Top of Provided records
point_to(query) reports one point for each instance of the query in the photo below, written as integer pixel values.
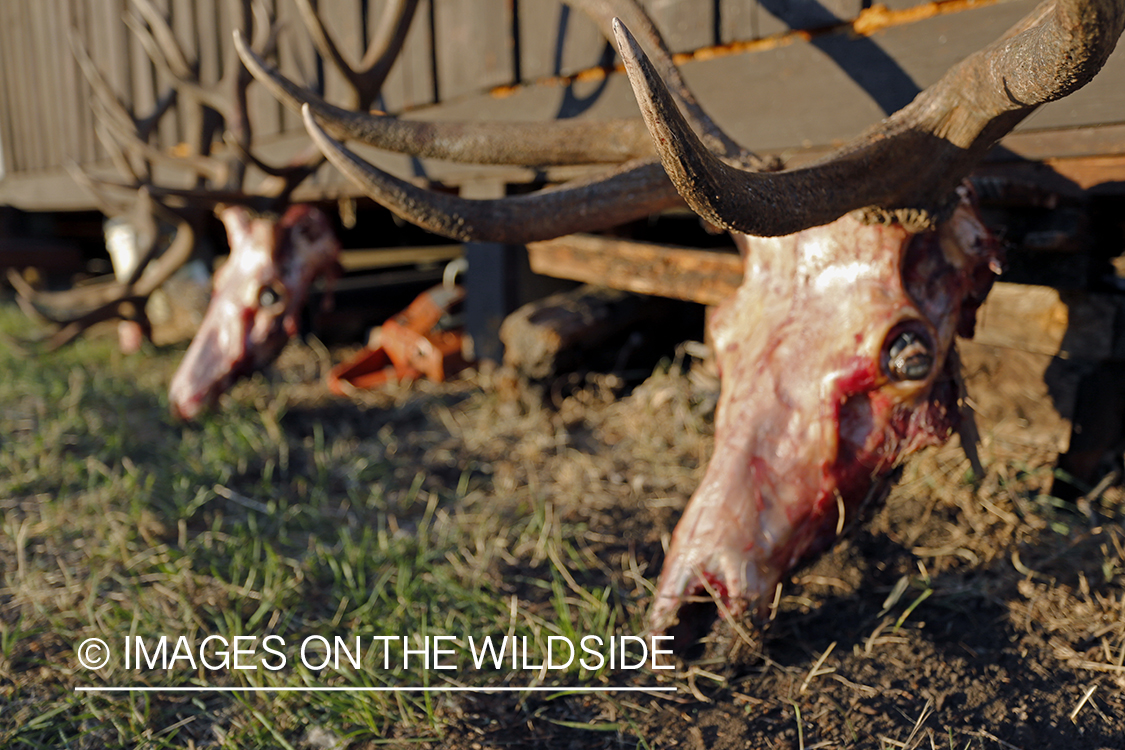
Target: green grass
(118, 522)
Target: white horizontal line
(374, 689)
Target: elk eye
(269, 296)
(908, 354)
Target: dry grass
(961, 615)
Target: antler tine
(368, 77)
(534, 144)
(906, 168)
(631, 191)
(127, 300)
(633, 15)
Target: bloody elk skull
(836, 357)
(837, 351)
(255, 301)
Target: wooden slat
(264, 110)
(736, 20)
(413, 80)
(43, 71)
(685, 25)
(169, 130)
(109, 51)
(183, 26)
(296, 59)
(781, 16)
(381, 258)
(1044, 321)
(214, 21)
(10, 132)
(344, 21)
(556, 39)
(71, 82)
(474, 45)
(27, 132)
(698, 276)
Bottom of Provided records
Top of Provided records
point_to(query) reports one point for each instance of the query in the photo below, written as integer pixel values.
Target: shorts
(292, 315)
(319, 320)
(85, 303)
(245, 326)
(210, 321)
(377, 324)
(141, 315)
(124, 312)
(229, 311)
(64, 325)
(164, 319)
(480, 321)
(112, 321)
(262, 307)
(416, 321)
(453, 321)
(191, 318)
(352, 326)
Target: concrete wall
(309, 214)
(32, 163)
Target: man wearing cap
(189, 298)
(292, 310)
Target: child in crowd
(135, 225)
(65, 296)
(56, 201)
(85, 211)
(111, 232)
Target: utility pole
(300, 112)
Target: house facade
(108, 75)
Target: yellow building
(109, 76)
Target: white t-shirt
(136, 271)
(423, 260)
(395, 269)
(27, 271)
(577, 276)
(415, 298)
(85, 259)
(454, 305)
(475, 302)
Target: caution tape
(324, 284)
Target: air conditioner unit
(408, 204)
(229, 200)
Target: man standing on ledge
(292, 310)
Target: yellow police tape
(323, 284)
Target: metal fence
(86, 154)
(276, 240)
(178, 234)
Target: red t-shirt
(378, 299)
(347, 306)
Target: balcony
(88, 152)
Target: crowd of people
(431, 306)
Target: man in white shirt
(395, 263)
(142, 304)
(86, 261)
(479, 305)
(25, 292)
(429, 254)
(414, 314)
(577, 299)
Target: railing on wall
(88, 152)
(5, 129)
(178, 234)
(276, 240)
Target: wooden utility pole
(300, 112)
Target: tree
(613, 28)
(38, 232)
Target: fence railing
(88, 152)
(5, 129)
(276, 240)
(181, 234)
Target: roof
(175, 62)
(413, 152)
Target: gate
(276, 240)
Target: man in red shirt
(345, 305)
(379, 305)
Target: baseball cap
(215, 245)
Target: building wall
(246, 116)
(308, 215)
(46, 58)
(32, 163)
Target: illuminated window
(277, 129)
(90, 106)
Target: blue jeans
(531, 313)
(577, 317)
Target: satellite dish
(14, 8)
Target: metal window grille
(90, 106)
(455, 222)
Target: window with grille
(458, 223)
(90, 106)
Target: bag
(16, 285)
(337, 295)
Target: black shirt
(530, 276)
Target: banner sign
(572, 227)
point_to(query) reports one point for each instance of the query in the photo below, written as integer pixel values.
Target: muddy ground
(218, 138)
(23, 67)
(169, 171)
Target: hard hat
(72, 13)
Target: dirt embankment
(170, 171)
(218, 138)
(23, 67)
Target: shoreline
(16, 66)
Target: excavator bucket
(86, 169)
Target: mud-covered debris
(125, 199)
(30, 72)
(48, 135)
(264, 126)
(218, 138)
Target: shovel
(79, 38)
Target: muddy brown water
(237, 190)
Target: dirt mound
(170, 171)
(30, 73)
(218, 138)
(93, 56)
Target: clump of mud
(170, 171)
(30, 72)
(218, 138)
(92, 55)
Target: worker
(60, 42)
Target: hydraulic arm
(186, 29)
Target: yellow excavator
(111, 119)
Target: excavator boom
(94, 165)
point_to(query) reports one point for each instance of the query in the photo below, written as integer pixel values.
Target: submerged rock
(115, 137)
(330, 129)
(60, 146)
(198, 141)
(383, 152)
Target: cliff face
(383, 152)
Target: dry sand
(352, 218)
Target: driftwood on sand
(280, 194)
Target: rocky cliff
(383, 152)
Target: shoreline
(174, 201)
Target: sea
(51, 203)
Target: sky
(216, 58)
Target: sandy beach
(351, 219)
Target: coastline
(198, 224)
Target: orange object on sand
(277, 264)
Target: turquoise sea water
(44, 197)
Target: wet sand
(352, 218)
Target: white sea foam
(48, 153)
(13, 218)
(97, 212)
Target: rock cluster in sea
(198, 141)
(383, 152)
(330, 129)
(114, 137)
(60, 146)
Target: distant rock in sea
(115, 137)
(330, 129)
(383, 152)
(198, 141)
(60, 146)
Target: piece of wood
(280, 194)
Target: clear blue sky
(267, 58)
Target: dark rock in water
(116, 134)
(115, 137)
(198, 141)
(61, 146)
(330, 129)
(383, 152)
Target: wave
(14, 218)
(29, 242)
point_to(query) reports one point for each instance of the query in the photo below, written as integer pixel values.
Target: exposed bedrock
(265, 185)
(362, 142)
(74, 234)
Bottom of Provided records
Top of Provided records
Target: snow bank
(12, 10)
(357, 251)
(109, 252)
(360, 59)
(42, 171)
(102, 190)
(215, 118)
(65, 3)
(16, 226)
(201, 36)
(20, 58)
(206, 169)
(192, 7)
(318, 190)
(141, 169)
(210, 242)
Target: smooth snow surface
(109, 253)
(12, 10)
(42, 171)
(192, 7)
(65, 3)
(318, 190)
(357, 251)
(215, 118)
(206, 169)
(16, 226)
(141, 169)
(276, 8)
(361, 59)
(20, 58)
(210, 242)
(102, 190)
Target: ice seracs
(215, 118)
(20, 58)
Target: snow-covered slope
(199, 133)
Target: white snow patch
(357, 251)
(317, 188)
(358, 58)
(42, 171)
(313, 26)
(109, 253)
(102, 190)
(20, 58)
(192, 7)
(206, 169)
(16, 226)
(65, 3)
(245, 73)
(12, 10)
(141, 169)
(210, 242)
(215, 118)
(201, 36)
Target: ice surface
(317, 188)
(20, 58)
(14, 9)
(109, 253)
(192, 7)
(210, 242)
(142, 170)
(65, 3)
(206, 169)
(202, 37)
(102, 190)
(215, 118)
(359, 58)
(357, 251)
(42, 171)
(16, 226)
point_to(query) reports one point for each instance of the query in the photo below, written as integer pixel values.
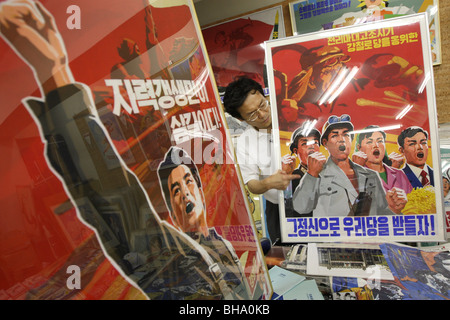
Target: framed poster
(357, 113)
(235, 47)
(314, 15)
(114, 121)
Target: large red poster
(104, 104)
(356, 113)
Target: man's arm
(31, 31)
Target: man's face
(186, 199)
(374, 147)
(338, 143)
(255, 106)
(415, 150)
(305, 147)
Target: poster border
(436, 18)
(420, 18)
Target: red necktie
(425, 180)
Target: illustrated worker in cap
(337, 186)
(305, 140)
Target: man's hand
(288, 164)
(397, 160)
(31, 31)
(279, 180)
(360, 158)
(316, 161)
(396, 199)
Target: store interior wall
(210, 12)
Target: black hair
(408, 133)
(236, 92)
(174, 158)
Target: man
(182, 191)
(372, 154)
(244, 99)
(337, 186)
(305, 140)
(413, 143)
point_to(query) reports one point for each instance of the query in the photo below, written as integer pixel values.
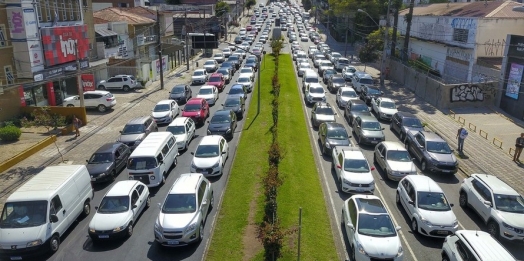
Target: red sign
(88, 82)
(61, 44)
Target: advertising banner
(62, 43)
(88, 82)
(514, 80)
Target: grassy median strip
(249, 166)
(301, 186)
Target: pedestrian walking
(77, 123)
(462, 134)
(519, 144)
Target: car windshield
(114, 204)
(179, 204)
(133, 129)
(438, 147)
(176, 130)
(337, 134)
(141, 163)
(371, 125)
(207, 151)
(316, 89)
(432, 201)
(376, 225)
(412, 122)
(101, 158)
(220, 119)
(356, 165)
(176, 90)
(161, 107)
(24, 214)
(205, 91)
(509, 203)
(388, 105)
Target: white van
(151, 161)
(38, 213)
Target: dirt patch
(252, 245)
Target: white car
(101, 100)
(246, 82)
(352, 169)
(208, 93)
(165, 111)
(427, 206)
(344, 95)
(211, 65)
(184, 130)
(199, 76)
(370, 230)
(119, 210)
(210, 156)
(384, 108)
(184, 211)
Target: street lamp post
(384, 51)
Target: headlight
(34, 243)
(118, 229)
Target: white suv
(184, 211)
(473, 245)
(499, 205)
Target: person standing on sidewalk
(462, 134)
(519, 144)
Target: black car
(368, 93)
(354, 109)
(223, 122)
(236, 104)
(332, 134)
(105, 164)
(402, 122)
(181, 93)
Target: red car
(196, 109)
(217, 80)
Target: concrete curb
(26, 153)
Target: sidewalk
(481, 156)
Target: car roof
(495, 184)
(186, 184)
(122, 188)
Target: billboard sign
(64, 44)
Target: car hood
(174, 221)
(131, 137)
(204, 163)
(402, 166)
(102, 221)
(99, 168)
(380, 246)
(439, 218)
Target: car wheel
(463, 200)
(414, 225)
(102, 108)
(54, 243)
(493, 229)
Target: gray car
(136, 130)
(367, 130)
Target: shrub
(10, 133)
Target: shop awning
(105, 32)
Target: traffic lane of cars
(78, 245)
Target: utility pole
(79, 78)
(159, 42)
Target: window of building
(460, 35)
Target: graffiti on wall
Bottom of Provided records
> _The problem_:
Your task is to restate, word for word, only those lines above that fall between the line holding "Target: shrub" and the line holding "Target: graffiti on wall", inclusive.

> _Finished task_:
Target: shrub
(10, 133)
Target: shop awning
(105, 32)
Target: traffic lane of cars
(78, 245)
Target: utility pole
(79, 78)
(159, 42)
Target: window of building
(460, 35)
Target: graffiti on wall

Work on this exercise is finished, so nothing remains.